**TEXT BLOCK**
She forgot to tell me as I am the owner, so after 28 days I received a "notice to the owner" demanding I pay the full £70.

 

I think that I should be afforded the same rights as the driver who could pay 50% within 14 days (£35)

 

I checked the applicable regs which are currently the "Civil Enforcement of Parking Contravention (England) General regulations 2007" to see if I could appeal and in particular I was looking for the point at which the owner is notified to make my case.

 

This also meant I had to understand what exactly was meant by "owner" and the regs helpfully define this for you at the beginning as follows.

 

“owner” in relation to a vehicle includes any person who falls to be treated as the owner of the

vehicle by virtue of regulation 5(3);

 

Now it seems to me that this is wrong 5(3) only refers to persons who hire vehicles, it should refer to 5(2) which then includes 5(3) as follows.

 

5(2)

In a case not falling within paragraph (3), the penalty charge shall be payable by the person

who was the owner of the vehicle involved in

the contravention at the material time.

5(3)

**SET OF TASKS**
• A. From the parking penalty text, copy the passage that begins with the words "I think that" and ends after the words "beginning as follows.".
• B. In the parking penalty text, how much did the "notice to the owner" demand?
• C. Continue the text about the parking penalty and the owner's appeal from the point where it stops.

**DATA EXTRACT**
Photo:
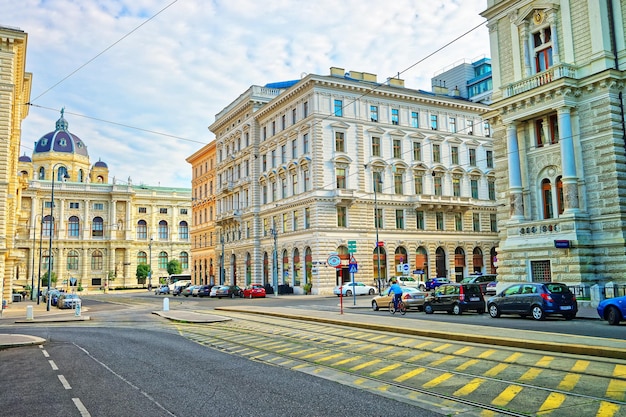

**ANSWERS FOR THE TASKS**
• A.
I think that I should be afforded the same rights as the driver who could pay 50% within 14 days (£35)

 

I checked the applicable regs which are currently the "Civil Enforcement of Parking Contravention (England) General regulations 2007" to see if I could appeal and in particular I was looking for the point at which the owner is notified to make my case.

 

This also meant I had to understand what exactly was meant by "owner" and the regs helpfully define this for you at the beginning as follows.

• B. The full £70.

• C.
Where—

(a) the vehicle is a mechanically propelled vehicle which was, at the material time, hired from a vehicle-hire firm under a hiring agreement;

 

(b) the person hiring it had signed a statement of liability acknowledging his liability in respect of any penalty charge notice served in respect of any parking contravention involving the vehicle during the currency of the hiring agreement; and

 

© in response to a notice to owner served on him, the owner of the vehicle made representations on the ground specified regulation 4(4)(d) of the Representations and Appeals Regulations and the enforcement authority accepted those representations,the penalty charge shall be payable by the person by whom the vehicle was hired and that person shall be treated as if he were the owner of the vehicle at the material time for the purposes of these Regulations.

 

Note that the Representations and Appeals regs 4(4)d above also has the same reference back to the general regs 5(3) - and not 5(2).

 

So my question for all the legal eagles is can the charge be applied since my daughter did not hire the vehicle? Also should my rights as the owner afford me the chance to pay 50%?

 

All comments welcome, I'm sure 5(2) still applies and I'm stuffed either way, but it would be interesting to see where my analysis went wrong!

 

I'll clarify my thoughts a little more:

 

With respect to clause 5(2) my daughter nor I fall within 5(3) so the first part is true, however, the second part says that the charge is payable by "the person who was the owner" and "owner" is defined as 5(3) so strictly all applicable owners are persons who only hire vehicles.

 

Crazy, no!

 

I'm sure this will be blown out of the water - but interesting mistake I think!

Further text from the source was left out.